• GIVEN INSTRUCTION: List every line in the material below that contains the string "silver", copying each such line in full.

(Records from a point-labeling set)
....
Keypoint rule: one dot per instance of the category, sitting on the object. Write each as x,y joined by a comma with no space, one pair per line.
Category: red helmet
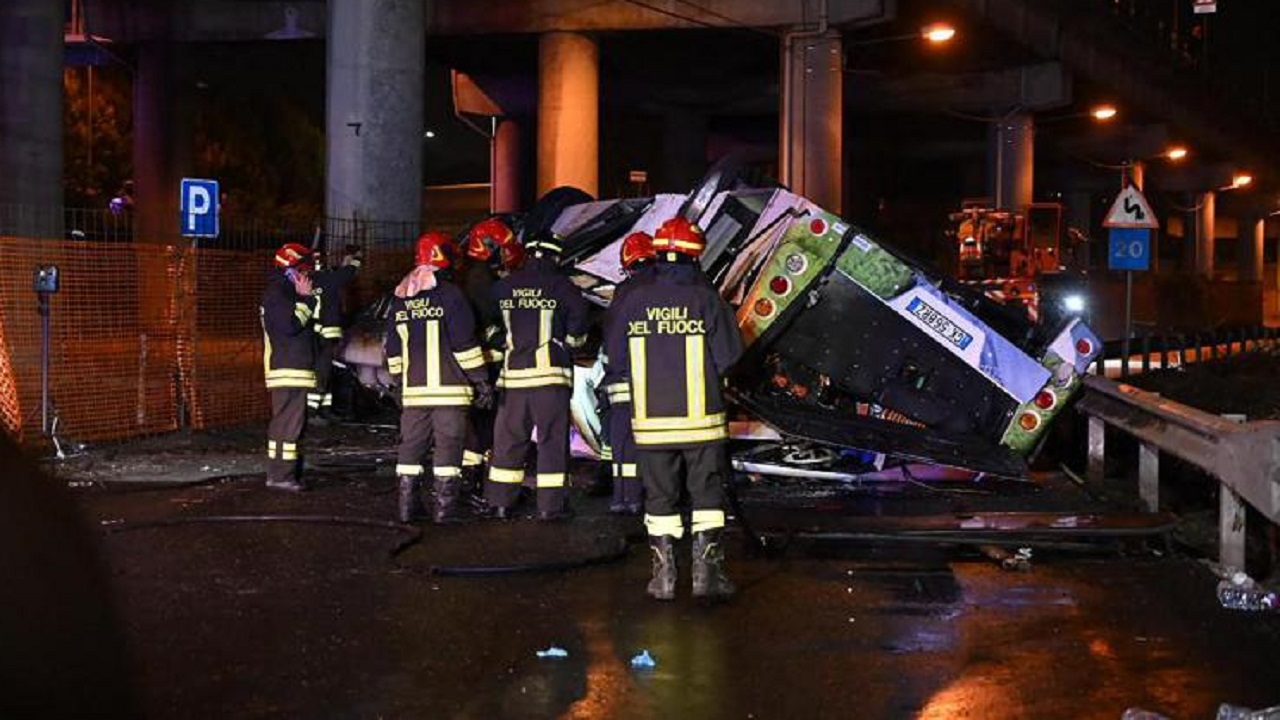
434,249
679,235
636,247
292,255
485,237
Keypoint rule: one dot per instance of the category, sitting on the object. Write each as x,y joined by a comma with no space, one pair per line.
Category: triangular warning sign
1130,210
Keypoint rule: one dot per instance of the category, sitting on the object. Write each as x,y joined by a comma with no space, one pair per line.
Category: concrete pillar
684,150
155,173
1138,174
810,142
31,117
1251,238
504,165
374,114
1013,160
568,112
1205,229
....
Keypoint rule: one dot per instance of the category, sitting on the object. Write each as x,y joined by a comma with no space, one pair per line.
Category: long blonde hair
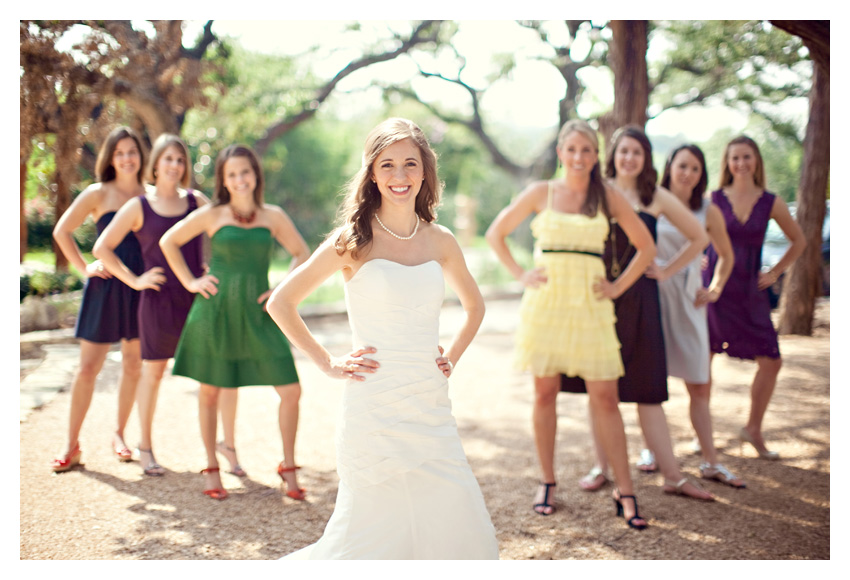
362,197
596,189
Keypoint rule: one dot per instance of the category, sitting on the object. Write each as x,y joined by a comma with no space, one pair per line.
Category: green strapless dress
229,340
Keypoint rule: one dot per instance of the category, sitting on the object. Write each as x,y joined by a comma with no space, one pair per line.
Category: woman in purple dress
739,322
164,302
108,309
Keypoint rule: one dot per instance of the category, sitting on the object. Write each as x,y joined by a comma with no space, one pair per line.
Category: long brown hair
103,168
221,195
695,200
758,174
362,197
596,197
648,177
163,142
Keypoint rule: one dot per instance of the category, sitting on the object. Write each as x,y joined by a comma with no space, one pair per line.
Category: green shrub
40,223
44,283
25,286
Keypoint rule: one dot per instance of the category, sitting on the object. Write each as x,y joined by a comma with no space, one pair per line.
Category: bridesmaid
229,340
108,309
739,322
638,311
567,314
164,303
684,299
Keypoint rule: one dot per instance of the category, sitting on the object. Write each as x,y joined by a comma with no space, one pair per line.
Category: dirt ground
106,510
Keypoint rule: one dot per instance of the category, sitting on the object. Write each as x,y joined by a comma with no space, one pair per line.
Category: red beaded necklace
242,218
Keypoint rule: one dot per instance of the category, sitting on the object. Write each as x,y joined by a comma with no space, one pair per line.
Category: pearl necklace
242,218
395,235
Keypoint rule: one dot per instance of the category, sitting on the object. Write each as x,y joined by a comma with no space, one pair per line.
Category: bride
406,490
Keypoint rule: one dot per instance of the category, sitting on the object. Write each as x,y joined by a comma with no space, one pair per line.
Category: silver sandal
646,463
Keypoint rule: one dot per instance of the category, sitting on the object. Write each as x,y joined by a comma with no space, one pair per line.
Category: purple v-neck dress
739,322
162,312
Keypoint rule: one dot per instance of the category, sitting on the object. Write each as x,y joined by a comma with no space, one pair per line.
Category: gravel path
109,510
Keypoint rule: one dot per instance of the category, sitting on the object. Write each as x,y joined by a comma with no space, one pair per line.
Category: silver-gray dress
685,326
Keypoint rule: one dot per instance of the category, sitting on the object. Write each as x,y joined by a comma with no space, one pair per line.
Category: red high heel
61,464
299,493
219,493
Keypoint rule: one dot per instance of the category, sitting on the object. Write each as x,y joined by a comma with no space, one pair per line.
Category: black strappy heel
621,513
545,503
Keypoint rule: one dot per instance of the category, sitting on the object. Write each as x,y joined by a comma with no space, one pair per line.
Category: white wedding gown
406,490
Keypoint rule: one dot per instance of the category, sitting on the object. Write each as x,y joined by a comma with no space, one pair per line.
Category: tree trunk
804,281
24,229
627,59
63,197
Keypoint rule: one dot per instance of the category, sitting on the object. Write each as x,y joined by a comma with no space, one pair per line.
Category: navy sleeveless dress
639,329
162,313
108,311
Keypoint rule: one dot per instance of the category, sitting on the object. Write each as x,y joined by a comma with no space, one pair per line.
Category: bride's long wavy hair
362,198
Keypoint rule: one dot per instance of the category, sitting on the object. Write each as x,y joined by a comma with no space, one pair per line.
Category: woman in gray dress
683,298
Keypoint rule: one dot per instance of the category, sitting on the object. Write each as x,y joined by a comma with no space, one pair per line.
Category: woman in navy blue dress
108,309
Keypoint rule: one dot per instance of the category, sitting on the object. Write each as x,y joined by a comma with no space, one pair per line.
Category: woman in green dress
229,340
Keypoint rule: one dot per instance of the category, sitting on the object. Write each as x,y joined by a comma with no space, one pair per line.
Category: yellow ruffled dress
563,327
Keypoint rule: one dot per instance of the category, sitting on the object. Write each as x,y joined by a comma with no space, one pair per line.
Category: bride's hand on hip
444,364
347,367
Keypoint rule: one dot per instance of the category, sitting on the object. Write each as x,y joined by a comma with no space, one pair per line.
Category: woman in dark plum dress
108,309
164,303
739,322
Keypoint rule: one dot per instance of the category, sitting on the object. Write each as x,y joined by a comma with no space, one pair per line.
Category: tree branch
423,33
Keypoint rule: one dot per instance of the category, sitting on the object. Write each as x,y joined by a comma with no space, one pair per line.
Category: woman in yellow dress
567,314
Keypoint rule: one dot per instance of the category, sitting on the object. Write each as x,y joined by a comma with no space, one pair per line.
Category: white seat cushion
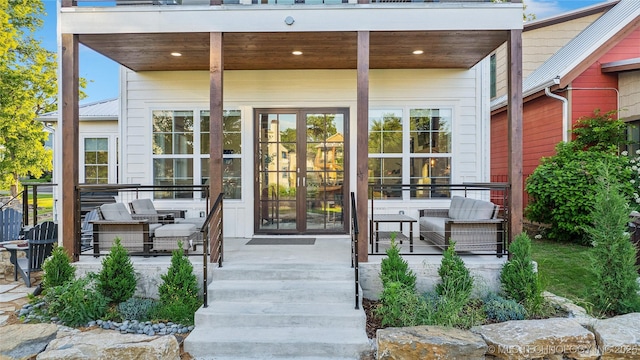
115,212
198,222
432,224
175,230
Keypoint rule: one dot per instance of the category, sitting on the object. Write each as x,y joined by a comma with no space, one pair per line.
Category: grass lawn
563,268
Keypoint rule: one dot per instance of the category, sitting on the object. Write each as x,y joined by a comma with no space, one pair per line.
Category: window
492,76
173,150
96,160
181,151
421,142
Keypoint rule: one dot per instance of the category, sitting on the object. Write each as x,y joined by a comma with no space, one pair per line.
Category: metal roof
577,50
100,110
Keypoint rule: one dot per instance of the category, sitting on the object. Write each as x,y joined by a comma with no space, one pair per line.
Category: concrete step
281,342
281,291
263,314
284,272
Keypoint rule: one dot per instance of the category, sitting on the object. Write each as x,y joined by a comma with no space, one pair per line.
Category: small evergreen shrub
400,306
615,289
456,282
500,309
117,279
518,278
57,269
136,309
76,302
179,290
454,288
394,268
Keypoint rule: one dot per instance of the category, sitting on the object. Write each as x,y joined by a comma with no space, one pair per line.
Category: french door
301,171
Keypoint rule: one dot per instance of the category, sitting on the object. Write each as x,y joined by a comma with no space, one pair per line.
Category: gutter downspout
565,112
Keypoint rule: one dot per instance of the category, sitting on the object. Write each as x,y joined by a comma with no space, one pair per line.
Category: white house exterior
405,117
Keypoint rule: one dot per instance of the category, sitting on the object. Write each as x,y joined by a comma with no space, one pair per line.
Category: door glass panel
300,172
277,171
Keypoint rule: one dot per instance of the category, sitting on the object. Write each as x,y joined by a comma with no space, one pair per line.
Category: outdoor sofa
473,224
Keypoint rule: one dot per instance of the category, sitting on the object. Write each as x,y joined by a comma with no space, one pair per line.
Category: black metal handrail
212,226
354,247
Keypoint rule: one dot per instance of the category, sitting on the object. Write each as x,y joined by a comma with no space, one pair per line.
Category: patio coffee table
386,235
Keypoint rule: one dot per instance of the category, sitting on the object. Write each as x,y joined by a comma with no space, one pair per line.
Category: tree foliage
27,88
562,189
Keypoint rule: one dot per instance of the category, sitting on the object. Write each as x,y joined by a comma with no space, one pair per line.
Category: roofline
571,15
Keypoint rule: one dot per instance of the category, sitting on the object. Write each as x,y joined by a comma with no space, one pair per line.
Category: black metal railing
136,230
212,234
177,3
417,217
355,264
....
• WRITTEN ANSWER:
Category: silver sandal
Category: silver-gray dress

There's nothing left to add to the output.